GOAL: Retype, without changes, every line from the line that contains "of the blue" through the final line of the records. Exclude pictures.

EXERCISE MATERIALS:
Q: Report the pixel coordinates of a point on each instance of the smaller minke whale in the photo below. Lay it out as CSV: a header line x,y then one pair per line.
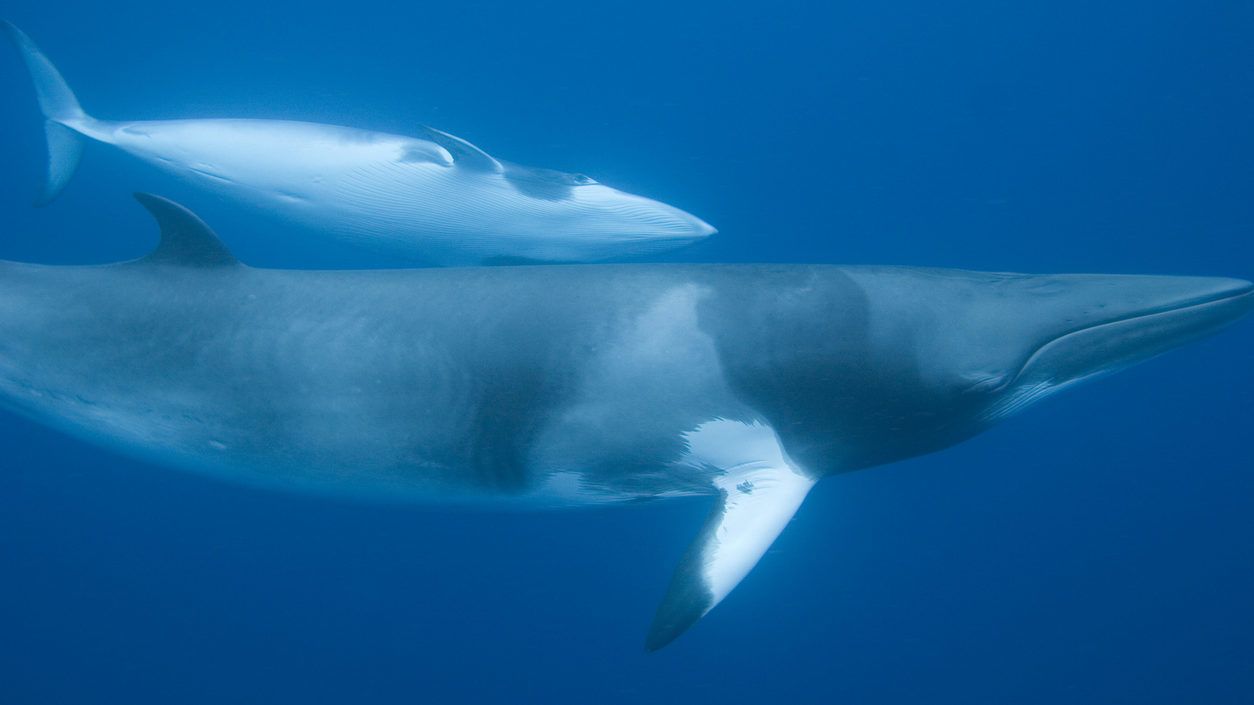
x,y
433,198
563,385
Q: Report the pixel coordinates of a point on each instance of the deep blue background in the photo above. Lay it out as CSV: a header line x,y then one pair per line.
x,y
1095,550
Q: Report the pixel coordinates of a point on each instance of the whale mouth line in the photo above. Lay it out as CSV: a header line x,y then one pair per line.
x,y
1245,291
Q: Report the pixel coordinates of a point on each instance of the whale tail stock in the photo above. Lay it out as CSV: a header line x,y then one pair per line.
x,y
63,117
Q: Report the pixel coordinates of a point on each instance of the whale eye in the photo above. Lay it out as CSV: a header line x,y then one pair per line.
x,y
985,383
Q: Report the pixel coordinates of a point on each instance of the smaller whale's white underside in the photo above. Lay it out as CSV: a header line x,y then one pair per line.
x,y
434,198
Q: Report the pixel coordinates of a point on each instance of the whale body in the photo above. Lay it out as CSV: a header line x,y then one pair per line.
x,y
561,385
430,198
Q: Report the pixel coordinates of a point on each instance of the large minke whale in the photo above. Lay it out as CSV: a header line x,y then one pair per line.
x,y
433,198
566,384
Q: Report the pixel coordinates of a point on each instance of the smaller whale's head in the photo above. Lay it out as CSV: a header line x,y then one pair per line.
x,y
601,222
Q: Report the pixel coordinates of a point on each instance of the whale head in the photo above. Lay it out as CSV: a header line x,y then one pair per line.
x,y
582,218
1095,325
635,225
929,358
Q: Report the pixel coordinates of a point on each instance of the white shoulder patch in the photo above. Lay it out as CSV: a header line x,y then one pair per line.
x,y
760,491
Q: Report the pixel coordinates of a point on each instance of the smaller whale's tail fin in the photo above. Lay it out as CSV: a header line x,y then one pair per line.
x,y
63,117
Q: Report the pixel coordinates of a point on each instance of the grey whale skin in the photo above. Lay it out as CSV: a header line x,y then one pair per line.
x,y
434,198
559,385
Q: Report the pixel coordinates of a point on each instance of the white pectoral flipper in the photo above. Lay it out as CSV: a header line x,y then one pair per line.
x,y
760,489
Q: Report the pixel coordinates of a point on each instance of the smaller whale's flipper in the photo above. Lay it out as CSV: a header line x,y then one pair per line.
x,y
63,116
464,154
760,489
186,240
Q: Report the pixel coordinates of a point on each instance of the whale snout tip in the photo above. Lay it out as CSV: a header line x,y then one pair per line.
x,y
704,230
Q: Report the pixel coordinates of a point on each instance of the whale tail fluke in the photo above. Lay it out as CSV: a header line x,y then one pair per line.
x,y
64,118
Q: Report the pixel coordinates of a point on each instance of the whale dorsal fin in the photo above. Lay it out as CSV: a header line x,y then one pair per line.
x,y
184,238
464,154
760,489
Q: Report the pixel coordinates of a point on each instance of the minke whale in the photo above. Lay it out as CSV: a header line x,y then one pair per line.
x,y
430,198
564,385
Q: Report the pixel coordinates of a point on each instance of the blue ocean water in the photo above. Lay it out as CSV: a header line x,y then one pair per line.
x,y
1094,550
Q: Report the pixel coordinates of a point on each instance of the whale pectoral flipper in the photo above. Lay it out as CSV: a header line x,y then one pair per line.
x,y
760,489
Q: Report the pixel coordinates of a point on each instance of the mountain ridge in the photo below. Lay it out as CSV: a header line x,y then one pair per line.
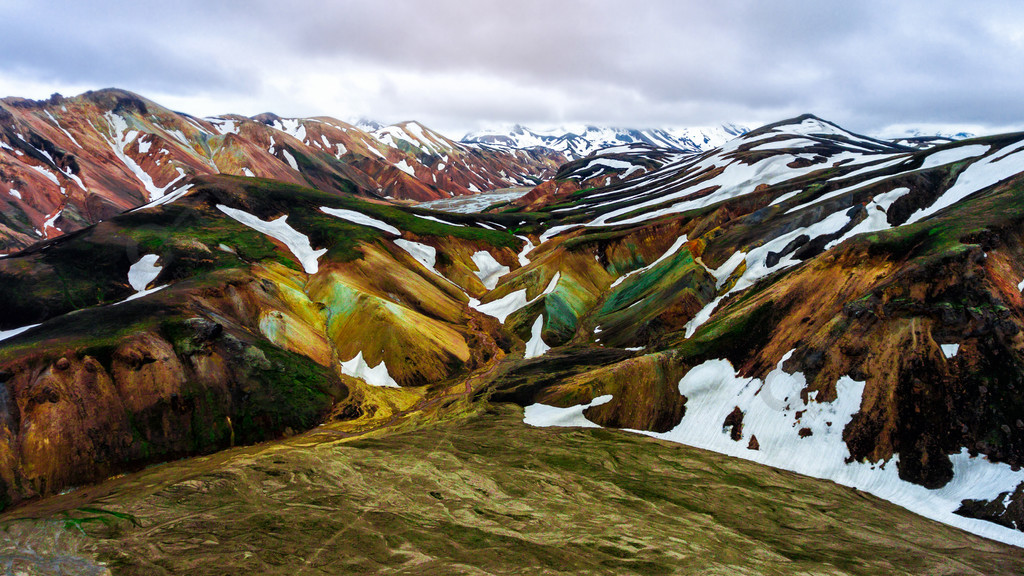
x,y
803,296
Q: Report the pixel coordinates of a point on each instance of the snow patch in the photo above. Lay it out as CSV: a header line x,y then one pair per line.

RESPONSE BELOW:
Q: Report the pixel coordinates of a point on each instance of the blue ocean water in the photo above. Lay it out as CSV: a header line x,y then one pair per line.
x,y
1094,550
Q: Report the pixel coordinates of a point on each instance of the whale pectoral flipper in the photo above. Lay it out as CSV: a header line x,y then one pair per line.
x,y
760,489
Q: Report the pixel coordinates of a point on each instance of the mountain ridge in the photo below. Lay it out as CSV: a header line x,y then one pair per line.
x,y
803,296
Q: Report the pixel coordinates of a point on each instance of the snow patch in the photo above. Lay it out as CSV: a header line x,y then one pair per line.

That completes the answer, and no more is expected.